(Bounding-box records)

★ ★ ★

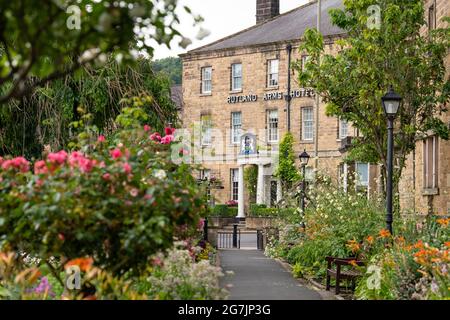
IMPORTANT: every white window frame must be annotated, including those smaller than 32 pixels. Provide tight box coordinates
[200,114,212,146]
[230,168,239,201]
[266,109,279,143]
[302,107,314,141]
[202,67,212,94]
[355,162,370,187]
[422,136,439,190]
[339,119,348,139]
[231,111,242,144]
[231,63,242,91]
[267,59,280,88]
[302,54,310,72]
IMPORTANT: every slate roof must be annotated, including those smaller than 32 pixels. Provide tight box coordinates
[188,0,344,54]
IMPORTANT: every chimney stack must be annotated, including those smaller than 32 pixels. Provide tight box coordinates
[256,0,280,24]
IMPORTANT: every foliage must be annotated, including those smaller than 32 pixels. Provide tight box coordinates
[138,246,227,300]
[297,0,450,199]
[244,165,258,203]
[0,0,202,103]
[250,203,278,217]
[356,217,450,300]
[152,57,183,85]
[0,108,205,275]
[268,174,384,278]
[275,132,300,191]
[0,59,178,159]
[210,204,238,217]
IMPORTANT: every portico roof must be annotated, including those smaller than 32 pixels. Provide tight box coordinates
[187,0,345,55]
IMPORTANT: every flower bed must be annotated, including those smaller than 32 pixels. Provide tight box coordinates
[266,176,450,299]
[0,108,225,299]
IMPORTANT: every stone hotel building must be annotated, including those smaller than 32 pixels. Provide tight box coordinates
[181,0,450,217]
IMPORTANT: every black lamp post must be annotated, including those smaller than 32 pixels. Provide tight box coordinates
[381,86,402,234]
[298,149,310,228]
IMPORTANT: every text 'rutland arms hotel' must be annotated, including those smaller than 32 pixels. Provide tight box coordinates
[181,0,450,218]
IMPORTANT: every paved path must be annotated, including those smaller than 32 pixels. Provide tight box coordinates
[219,250,321,300]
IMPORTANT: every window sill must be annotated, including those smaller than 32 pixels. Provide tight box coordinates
[422,188,439,196]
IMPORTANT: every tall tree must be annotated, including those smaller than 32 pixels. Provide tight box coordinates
[0,0,201,104]
[297,0,450,199]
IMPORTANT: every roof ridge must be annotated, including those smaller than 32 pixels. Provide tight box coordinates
[185,0,317,55]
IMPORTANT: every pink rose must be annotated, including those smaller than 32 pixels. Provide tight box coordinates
[34,160,48,174]
[111,148,122,159]
[130,188,139,198]
[161,134,174,144]
[47,150,67,164]
[164,128,175,136]
[2,157,30,172]
[150,132,161,142]
[123,162,131,174]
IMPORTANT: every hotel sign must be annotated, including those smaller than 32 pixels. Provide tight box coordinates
[227,89,314,104]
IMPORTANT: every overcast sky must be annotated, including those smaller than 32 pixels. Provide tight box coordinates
[155,0,308,59]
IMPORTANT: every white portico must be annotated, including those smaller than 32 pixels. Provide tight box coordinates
[237,134,281,219]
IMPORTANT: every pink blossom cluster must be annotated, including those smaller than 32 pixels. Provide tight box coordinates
[0,157,30,173]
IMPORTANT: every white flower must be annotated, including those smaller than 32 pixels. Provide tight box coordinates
[196,27,211,40]
[128,5,145,18]
[179,37,192,49]
[78,48,100,63]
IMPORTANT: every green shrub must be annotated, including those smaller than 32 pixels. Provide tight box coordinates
[0,112,205,274]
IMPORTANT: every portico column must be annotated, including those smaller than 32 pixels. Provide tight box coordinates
[237,164,245,218]
[256,164,264,204]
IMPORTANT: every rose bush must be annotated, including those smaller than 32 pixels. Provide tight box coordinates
[0,108,205,275]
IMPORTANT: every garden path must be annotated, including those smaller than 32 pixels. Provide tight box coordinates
[219,249,321,300]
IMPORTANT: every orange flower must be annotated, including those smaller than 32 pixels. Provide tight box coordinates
[347,239,361,253]
[64,257,94,272]
[414,240,424,249]
[379,229,391,238]
[348,260,358,267]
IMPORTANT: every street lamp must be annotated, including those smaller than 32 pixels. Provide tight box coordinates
[298,149,310,229]
[381,86,402,234]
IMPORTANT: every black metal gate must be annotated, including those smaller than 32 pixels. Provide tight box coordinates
[217,228,241,249]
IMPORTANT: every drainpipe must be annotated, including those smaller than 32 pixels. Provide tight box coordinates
[286,44,292,132]
[314,0,322,169]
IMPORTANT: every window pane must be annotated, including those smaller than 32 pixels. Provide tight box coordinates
[231,112,242,143]
[267,110,278,142]
[231,64,242,90]
[356,163,369,186]
[302,107,314,140]
[200,115,212,145]
[267,60,278,87]
[339,120,348,139]
[202,67,212,93]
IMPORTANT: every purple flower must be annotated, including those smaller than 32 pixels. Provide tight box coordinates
[33,277,55,297]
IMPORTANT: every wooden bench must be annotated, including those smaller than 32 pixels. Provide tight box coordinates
[325,257,364,294]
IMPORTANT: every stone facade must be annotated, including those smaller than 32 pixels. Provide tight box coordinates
[400,0,450,215]
[181,0,450,213]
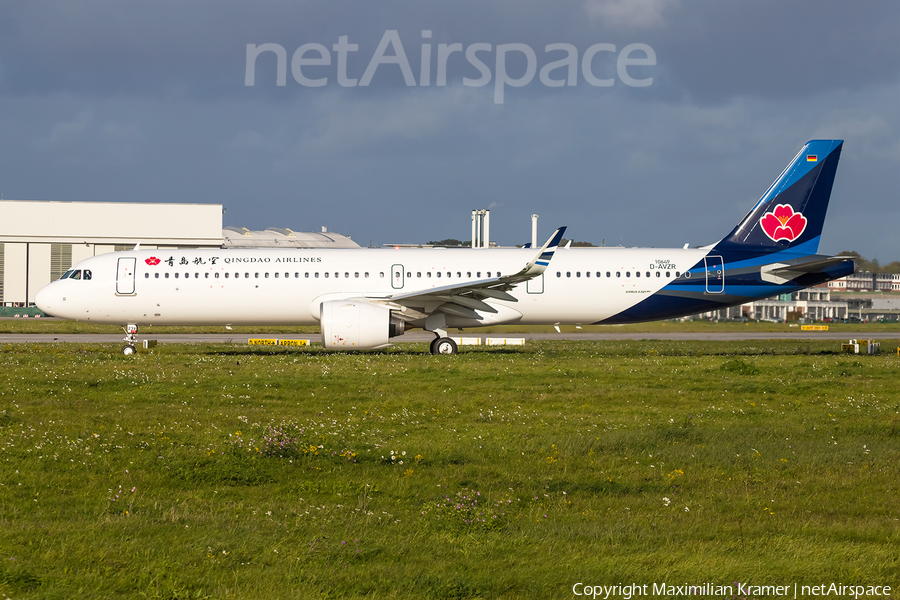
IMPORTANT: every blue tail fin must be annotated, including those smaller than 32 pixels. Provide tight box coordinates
[714,140,844,254]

★ ★ ★

**TASK INSTRUCTIONS**: Can you render all the items above as a Markdown table with the columns No. and Line, giving each non-blank line its own numbered row and leaving out the pictures?

**TASK RESULT**:
| No. | Line |
|---|---|
| 1 | IMPORTANT: every white window frame must be annotated, including those smaller than 32 pixels. Provide tight box coordinates |
| 2 | [200,114,212,146] |
| 3 | [230,168,239,201] |
| 4 | [266,109,279,143] |
| 5 | [302,107,314,141] |
| 6 | [202,67,212,94] |
| 7 | [355,162,370,187] |
| 8 | [422,136,439,190] |
| 9 | [339,119,348,139] |
| 10 | [231,111,242,144] |
| 11 | [231,63,242,91] |
| 12 | [267,59,280,88] |
| 13 | [302,54,310,72] |
| 14 | IMPORTANT: every slate roof must be annotated, including those smaller than 32 pixels. Provide tight box coordinates |
| 15 | [188,0,344,54] |
| 16 | IMPORTANT: every chimney stack must be annotated, including those smaller than 32 pixels. Provide tight box coordinates |
| 17 | [256,0,280,24] |
| 18 | IMPORTANT: every foliage must be annotated, including those smaller than 32 pixels. Provide tight box coordinates |
| 19 | [138,246,227,300] |
| 20 | [297,0,450,199] |
| 21 | [244,165,258,203] |
| 22 | [0,0,202,103] |
| 23 | [250,203,278,217] |
| 24 | [356,217,450,300] |
| 25 | [152,57,183,85] |
| 26 | [0,108,205,275] |
| 27 | [268,174,384,278] |
| 28 | [275,132,300,191] |
| 29 | [0,59,178,159] |
| 30 | [210,204,238,217] |
| 31 | IMPORTANT: every portico roof must be annotated, including those smaller than 32 pixels. Provide tight box coordinates |
| 32 | [187,0,345,55] |
| 33 | IMPORTANT: every flower bed must be annotated, including those smaller than 32 pixels. Provide tight box coordinates |
| 34 | [266,176,450,299] |
| 35 | [0,108,225,299] |
| 36 | IMPORTANT: every stone hotel building must be annotated, including those smaller than 32 pixels. Provide tight box coordinates |
| 37 | [181,0,450,217] |
| 38 | IMPORTANT: every black lamp post must be annotated, including those smaller than 32 pixels. Provide tight box coordinates |
| 39 | [381,86,402,234] |
| 40 | [298,149,310,228] |
| 41 | IMPORTANT: every text 'rutland arms hotel' must be annotated, including those smaller than 32 pixels. Provide tight box coordinates |
| 42 | [181,0,450,218] |
| 43 | IMPORTANT: every paved path must be annotated, including those smaller than 32 pixels. Provide tight box coordinates |
| 44 | [219,250,321,300] |
| 45 | IMPORTANT: every window sill must be annotated, including those smaller than 32 pixels. Provide tight box coordinates |
| 46 | [422,188,439,196] |
| 47 | IMPORTANT: every tall tree must be annotated, including those smaller than 32 pixels. Provide tight box coordinates |
| 48 | [0,0,201,104] |
| 49 | [297,0,450,199] |
| 50 | IMPORTANT: every roof ridge must be annotated, including those smaller than 32 pixels. Provide tight box coordinates |
| 51 | [185,0,317,55] |
| 52 | IMPORTANT: every pink rose must be annotated, including those smaller than 32 pixels. Provide tight box coordinates |
| 53 | [34,160,48,174] |
| 54 | [111,148,122,159] |
| 55 | [130,188,139,198] |
| 56 | [161,134,174,144] |
| 57 | [47,150,67,164] |
| 58 | [164,128,175,136] |
| 59 | [2,157,30,172] |
| 60 | [150,132,161,142] |
| 61 | [123,162,131,174] |
| 62 | IMPORTANT: every hotel sign must be annotated, including those smaller than 32 pixels. Provide tight box coordinates |
| 63 | [227,89,314,104] |
| 64 | IMPORTANT: every overcast sky must be annotated, including those smaller than 32 pixels. Provide tight box coordinates |
| 65 | [155,0,308,59] |
| 66 | IMPORTANT: every white portico must be annotated, including those smaller than 32 pixels. Provide tight box coordinates |
| 67 | [237,134,281,219] |
| 68 | IMPORTANT: every pink blossom cluster must be annotated, including those smaller than 32 pixels. Provide tight box coordinates |
| 69 | [0,157,30,173] |
| 70 | IMPORTANT: every white flower must be annotated, including those smaller than 32 pixels. Provide tight box coordinates |
| 71 | [196,27,211,40] |
| 72 | [128,5,145,18] |
| 73 | [179,37,192,49] |
| 74 | [78,48,100,63] |
| 75 | IMPORTANT: every green shrub must be annotated, including those smaller than 32 pixels. Provide tight box coordinates |
| 76 | [0,112,205,274] |
| 77 | IMPORTANT: every portico column must be annotated, including those smaller than 32 pixels. Provide tight box coordinates |
| 78 | [237,164,245,218] |
| 79 | [256,164,264,204] |
| 80 | IMPORTANT: every rose bush must be annotated, including those smaller than 32 pixels. Provide tight box coordinates |
| 81 | [0,108,205,275] |
| 82 | IMPORTANT: every garden path must be annotated, including those smaller than 32 pixels. Provide tight box coordinates |
| 83 | [219,249,321,300] |
| 84 | IMPORTANT: every orange flower must be annotated, including those smaller than 32 pixels. Provide tight box coordinates |
| 85 | [347,239,361,253] |
| 86 | [64,257,94,272] |
| 87 | [414,240,424,249] |
| 88 | [379,229,391,238] |
| 89 | [348,260,358,267] |
| 90 | IMPORTANT: every street lamp must be annotated, including those smaller than 32 pixels. Provide tight box coordinates |
| 91 | [298,149,310,229] |
| 92 | [381,86,402,234] |
| 93 | IMPORTANT: every black metal gate must be annotated, including those smaller than 32 pixels. Provide tight box coordinates |
| 94 | [217,228,241,249] |
| 95 | IMPORTANT: every drainpipe must be annotated, including those smaller than 32 pixels. Provide tight box coordinates |
| 96 | [286,44,292,132] |
| 97 | [314,0,322,169] |
| 98 | IMPORTANT: every window pane must be annotated, including those smaller than 32 pixels. Provide tight box coordinates |
| 99 | [231,112,242,143] |
| 100 | [267,110,278,142] |
| 101 | [231,64,242,90] |
| 102 | [356,163,369,186] |
| 103 | [302,107,314,140] |
| 104 | [200,115,212,145] |
| 105 | [267,60,278,87] |
| 106 | [339,120,348,139] |
| 107 | [202,67,212,93] |
| 108 | IMPORTANT: every purple flower must be annotated, including those smaller than 32 pixels. Provide tight box coordinates |
| 109 | [33,277,55,297] |
| 110 | IMPORTANT: every wooden bench must be annotated, including those smaller than 32 pixels. Provide tight box coordinates |
| 111 | [325,257,364,294] |
| 112 | IMPORTANT: every stone facade must be annotated, including those smaller than 32 pixels. Provide tight box coordinates |
| 113 | [400,0,450,215] |
| 114 | [181,0,450,213] |
| 115 | IMPORTANT: every blue tail fin must be annotated, including those smaller than 32 pixels. Provide tight box coordinates |
| 116 | [714,140,844,254] |